[Boundary labeling items]
* * *
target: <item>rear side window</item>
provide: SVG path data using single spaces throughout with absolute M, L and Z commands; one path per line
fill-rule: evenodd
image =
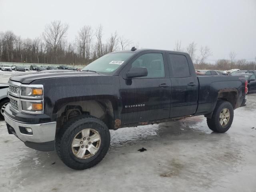
M 188 63 L 184 55 L 169 54 L 169 56 L 173 77 L 188 77 L 190 75 Z

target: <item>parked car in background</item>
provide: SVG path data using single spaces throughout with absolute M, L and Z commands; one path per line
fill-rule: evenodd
* * *
DIRECTIONS — In the rows above, replace "evenodd" with "nonzero" and leave everything else unchanged. Reproduce all of the rows without the pictures.

ANSWER FOR THE TASK —
target: <item>rear side window</item>
provide: SVG path data using single spaces throughout with absolute M, L and Z commands; one path per line
fill-rule: nonzero
image =
M 188 63 L 184 55 L 169 54 L 169 56 L 173 77 L 188 77 L 190 75 Z

target: <item>parked car in background</item>
provide: SVG path data using single spaces throughout with absolute M, L and Z commands; one path per line
fill-rule: nonzero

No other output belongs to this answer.